**TASK ITEM**
Every record below, from first to last, should be copied exactly; leave the pictures out.

**RECORDS TO USE**

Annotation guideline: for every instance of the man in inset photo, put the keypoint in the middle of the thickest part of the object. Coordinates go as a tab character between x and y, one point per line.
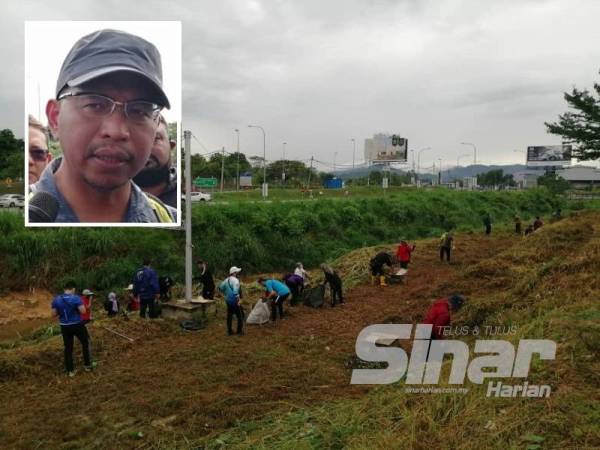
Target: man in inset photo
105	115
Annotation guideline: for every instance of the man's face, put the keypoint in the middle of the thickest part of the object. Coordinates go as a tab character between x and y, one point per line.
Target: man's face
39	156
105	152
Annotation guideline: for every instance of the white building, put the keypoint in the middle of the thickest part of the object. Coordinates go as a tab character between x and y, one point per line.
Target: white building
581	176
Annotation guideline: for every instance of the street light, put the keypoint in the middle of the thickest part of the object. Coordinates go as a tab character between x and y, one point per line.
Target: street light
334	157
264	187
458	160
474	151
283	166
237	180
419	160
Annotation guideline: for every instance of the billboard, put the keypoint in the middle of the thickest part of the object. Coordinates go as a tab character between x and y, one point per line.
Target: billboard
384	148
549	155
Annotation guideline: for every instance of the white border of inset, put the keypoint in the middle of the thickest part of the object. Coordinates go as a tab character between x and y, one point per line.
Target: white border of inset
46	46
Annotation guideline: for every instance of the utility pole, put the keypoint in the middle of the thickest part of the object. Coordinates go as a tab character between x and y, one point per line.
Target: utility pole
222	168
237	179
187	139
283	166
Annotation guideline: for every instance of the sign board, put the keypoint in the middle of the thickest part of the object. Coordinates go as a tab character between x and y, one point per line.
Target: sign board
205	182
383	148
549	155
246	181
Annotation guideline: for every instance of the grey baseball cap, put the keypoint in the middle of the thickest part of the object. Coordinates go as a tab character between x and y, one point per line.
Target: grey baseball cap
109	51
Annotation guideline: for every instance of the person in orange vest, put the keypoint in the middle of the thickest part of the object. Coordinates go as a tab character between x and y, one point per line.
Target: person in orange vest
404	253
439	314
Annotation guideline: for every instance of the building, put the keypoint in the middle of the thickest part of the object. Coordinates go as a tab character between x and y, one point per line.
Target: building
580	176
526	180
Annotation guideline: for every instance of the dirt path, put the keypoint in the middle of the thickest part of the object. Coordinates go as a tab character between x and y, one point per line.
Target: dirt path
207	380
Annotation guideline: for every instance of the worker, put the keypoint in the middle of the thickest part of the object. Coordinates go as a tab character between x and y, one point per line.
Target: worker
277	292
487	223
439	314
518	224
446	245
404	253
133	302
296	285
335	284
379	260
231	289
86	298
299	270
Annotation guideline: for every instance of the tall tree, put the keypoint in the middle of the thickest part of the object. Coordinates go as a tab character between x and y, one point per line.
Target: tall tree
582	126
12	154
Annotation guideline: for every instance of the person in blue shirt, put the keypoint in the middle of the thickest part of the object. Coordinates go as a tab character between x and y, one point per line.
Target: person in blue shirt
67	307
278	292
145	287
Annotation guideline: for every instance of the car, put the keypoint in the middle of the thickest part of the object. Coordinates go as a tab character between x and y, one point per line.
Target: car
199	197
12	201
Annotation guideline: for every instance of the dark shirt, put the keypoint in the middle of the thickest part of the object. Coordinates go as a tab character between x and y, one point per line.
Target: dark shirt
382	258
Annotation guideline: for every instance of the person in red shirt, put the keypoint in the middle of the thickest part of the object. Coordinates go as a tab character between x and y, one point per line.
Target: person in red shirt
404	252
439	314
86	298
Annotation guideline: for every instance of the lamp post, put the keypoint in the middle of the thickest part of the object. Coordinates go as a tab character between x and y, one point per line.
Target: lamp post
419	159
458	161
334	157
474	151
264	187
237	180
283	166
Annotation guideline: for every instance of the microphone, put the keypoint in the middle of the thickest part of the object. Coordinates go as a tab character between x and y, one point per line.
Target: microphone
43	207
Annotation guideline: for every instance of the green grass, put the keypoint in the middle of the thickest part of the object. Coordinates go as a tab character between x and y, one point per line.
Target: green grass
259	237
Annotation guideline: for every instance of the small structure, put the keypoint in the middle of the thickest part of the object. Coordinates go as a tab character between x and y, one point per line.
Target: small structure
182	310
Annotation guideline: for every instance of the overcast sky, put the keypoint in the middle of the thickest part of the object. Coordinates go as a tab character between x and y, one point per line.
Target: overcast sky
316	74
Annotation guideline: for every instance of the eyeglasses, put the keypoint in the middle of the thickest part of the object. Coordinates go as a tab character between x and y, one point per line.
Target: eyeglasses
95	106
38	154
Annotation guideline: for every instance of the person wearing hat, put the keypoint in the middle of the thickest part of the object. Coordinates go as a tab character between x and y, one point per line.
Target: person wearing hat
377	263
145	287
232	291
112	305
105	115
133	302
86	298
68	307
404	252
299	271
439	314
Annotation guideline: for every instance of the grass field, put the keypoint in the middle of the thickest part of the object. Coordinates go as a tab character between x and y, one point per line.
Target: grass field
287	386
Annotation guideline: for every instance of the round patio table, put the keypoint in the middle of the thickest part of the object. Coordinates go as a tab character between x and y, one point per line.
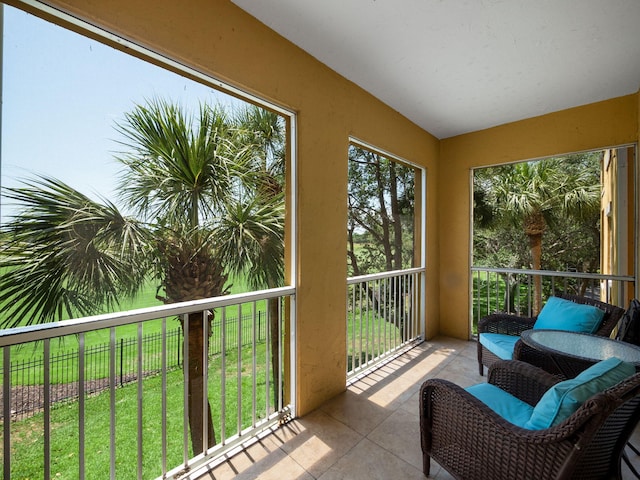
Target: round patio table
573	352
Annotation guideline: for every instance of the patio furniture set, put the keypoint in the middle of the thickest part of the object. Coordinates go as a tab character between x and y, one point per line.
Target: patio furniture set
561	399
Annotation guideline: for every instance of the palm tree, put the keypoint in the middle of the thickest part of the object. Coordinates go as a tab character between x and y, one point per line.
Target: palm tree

**EXERCISE SOLUTION**
Annotation guideline: for every instance of the man in inset photo, put the keypoint in the middle of the thickest part of the object. Coordinates go as a tab character between x and y, one point per line.
Target: man in inset photo
105	115
Annotation guideline: for every instance of the man's face, put the keypoint in the middle of the thickest part of the object. Coordinates go as a tab character between x and y, one point per line.
Target: man's face
39	156
105	152
Annotation guideline: for every instance of the white building, put the keypoint in the middle of the thickest part of the object. Coordinates go as a tab character between x and y, one point per line.
Target: white building
581	176
Annotation guideline: for every instance of the street light, put the keypoint in the middle of the thickest part of the object. Coordinates go as a tab character between x and y, one point per line.
Target: street light
334	157
264	187
458	160
474	151
283	166
237	180
419	160
Annotation guideline: for every instance of the billboard, put the keypoint in the middle of the thickest part of the object. Coordinates go as a tab character between x and y, one point per line.
Target: billboard
384	148
549	155
Annotation guideline: for every instance of the white border of inset, put the keypoint in the middle of the thickest part of the object. Coordinates go as a tab character between x and y, one point per line.
Target: white border of inset
46	46
Annotation guideline: for every instance of the utility pole, put the keypoint in the middle of the thickest part of the object. Coordinates go as a tab character between x and y, one point per line.
Target: utility pole
222	168
237	179
187	139
283	166
Annotation guideline: for every instance of the sign board, put the keypoint in the middle of the thickest part of the object. Coordinates go as a tab character between x and y, one point per line.
Target: sign board
205	182
383	148
549	155
246	181
Annotation guideline: for every instance of the grey baseball cap, put the keypoint in the middle of the thickest part of the object. Coordinates go as a tab character between x and y, one point per line.
Target: grey baseball cap
109	51
Annotation guideline: for every instance of the person in orange vest, put the keypoint in the middle of the thickest part of the object. Coordinates go as a tab character between x and y, one point per line.
Target: person in orange vest
404	253
439	314
Annotation guideline: for every instance of the building, put the keypoint in the middle of the thickest part of the object. Coordinates go as a tab character between x and y, one point per line.
Target: building
580	176
526	180
Annotation guideline: for every instance of the dirt path, put the keypoint in the middle of the thickest part of the object. Coordinates go as a tab character between x and y, one point per line.
Target: dirt path
207	380
Annotation guideline: for every instance of the worker, put the keypoint in the middle of the thickest part of the object. Coordinates go as a tab character between x and y, one point per line.
Target: worker
277	292
487	223
439	314
518	224
446	245
404	253
133	302
296	285
335	284
379	260
231	289
86	298
299	270
Annotation guideline: for every instance of the tall tree, put the keypoint in the middle of the thickest part of the object. Coordinates go as a tab character between x and y, one point per line.
Target: tall tree
582	126
12	154
Annotation guideline: for every instance of the person in blue shirt, put the keypoint in the middle of the thickest part of the object. Coordinates go as a tab character between x and y, one point per line.
Target: person in blue shirt
67	307
278	292
145	287
Annotation guideline: for every instance of the car, put the keypoint in the middle of the thickest part of the object. Coordinates go as a tab character between x and y, one point per line.
Target: car
199	197
12	201
Annotation guideline: for every instance of the dark shirt, put the keypoint in the middle of the thickest part of the object. Coordinates go as a tab character between x and y, one point per line.
Target: dark shirt
382	258
Annotation guideline: for every instance of the person in red shirt, put the keypoint in the middle of the thickest part of the object. Coordinates go as a tab character between x and y, one point per line.
Target: person in red shirt
404	252
439	314
86	298
Annotation guideline: for every instance of the lamp post, put the keypoint in the middle of the thickest part of the object. Coordinates go as a tab character between x and y, one point per line.
Target: lamp post
419	159
458	161
334	157
474	151
264	187
237	180
283	166
Annotation guideline: for every instance of the microphone, put the keypoint in the middle of the thickest part of the object. Coordinates go as a tab character between x and y, one point per line.
Target: microphone
43	207
Annotation guideline: for every instance of the green grass, put the keypoint in the middle of the thickest part of the object. Coordinates go as a tab character between x and y, one point per line.
Target: green grass
259	237
Annotation guideline: for every instance of the small structure, put the keypoint in the middle of the thickest part of the object. Coordinates go as a tab character between x and y, one point per line.
Target: small structure
182	310
Annotation guideline: for every instance of the overcast sky, put the keypoint in the middle of the thickest part of the object. Coordinates go as a tab character between x and y, one point per line.
Target: overcast sky
316	74
Annotation guideline: for every instance of the eyeglasses, put the keypoint in the middle of the thickest part of the object. Coordinates go as a tab character between x and y, one point per line.
Target: eyeglasses
95	106
38	154
Annotation guideline: for every instance of the person wearing hat, put the keypoint in the middle of the thickest part of the object. Coordinates go as a tab character between x and y, one point per line.
Target: person wearing hat
377	263
145	287
232	291
112	305
105	115
133	302
86	298
68	307
404	252
299	271
439	314
Annotation guideline: for every instance of the grass field, put the keypoint in the middle of the thickest part of the object. Coordinates go as a tab character between x and y, one point per line.
Target: grass field
287	386
Annotation guideline: for every instance of the round patio table, put the keypoint in the middle of the thickest part of the object. Coordinates go as a tab character between x and y, one point per line.
Target: round patio table
573	352
Annotation guideline: for every instance of the patio furniture set, put the keypoint in the middle of the thickest part of the object. Coordinates go as a tab character between x and y, one point per line.
Target: patio furniture set
561	399
Annotation guideline: for every instance of the palm tree, put the keypoint in the middle of the thickest part of the object. Coordinates go as a tab character between x and y, one point per line.
Target: palm tree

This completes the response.